*EXTRAIT CHOISI*
+ + + +

Certains cylindres de haute sûreté présentent également plusieurs rangées de goupilles. Chaque rangée étant alignée sur un axe différent, il conviendrait donc de multiplier les points de perçage pour détruire l’ensemble des goupilles entravant la rotation le rotor.

Illustration 3D d’un cylindre de haute sûreté, multiples rangées de goupilles

Vulnérabilité 3

Les paires de goupilles active/passive sont, au final, de simples cylindres métalliques montées sur ressort. Si l’on frappe la goupille active, l’onde de choc se propagera à la goupille passive, qui se déplacera vers le fond du stator en comprimant le ressort sur lequel elle repose. C’est ce principe qui est à l’œuvre au billard !

Ainsi, si l’on parvient à appliquer une impulsion simultanée à chaque goupille active, cette impulsion sera transmise aux goupilles passives, qui seront alors repoussées simultanément à l’intérieur du stator. Le rotor se retrouvera alors libre de tourner pendant quelques fractions de secondes. Une légère rotation effectuée à ce moment précis conduira à l’ouverture.

Attaque 1 : Utilisation d’un « Pickgun ». Cet outil va pouvoir transmettre une impulsion aux goupilles actives en les « claquant » simultanément. Toutefois, il faut que la forme de l’entrée de clé (le « profil ») se prête à son insertion.

Pickgun (version US)

+ + + +

*DONNÉES ENREGISTRÉES*
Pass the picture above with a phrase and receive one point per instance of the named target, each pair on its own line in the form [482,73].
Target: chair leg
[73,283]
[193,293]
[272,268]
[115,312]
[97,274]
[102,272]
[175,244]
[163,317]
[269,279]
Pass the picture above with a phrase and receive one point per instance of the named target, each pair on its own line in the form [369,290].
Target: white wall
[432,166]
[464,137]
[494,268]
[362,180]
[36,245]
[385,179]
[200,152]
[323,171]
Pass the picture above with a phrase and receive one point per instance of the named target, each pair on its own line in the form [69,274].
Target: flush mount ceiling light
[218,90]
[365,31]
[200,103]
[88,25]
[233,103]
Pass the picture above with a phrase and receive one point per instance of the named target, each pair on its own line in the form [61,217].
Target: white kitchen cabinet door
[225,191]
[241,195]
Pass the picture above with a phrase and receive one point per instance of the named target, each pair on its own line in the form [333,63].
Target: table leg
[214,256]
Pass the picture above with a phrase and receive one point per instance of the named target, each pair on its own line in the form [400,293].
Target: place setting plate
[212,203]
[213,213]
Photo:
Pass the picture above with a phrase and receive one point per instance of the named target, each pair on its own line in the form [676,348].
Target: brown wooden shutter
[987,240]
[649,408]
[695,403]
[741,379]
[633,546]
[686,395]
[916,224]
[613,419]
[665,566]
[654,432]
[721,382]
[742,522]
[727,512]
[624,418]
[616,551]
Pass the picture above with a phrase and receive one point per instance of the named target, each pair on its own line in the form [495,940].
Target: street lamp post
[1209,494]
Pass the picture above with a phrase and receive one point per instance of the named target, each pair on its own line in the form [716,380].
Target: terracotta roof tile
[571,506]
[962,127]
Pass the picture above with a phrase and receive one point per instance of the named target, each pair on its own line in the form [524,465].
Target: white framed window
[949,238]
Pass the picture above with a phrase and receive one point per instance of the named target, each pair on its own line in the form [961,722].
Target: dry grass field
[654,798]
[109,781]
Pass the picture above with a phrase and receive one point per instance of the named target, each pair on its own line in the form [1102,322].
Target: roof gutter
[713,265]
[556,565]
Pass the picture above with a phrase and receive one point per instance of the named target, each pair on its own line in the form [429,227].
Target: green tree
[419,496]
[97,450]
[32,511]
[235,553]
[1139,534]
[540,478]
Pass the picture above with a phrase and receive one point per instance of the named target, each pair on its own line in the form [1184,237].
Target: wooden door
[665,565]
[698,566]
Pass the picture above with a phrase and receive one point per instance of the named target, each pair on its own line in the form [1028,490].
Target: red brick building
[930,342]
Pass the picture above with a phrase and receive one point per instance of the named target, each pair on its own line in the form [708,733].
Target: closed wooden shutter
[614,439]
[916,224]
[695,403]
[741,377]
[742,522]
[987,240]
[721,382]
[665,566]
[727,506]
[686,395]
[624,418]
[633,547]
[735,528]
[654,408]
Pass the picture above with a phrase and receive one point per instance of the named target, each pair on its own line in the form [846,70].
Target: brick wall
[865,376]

+ + + +

*DÉTAILS DE LA TÂCHE*
Recopiez sans rien changer une partie de l'extrait sur les cylindres de serrure : commencez aux mots « Les paires de » et arrêtez-vous après « conduira à l’ouverture. ».

*CORRIGÉ*
Les paires de goupilles active/passive sont, au final, de simples cylindres métalliques montées sur ressort. Si l’on frappe la goupille active, l’onde de choc se propagera à la goupille passive, qui se déplacera vers le fond du stator en comprimant le ressort sur lequel elle repose. C’est ce principe qui est à l’œuvre au billard !

Ainsi, si l’on parvient à appliquer une impulsion simultanée à chaque goupille active, cette impulsion sera transmise aux goupilles passives, qui seront alors repoussées simultanément à l’intérieur du stator. Le rotor se retrouvera alors libre de tourner pendant quelques fractions de secondes. Une légère rotation effectuée à ce moment précis conduira à l’ouverture.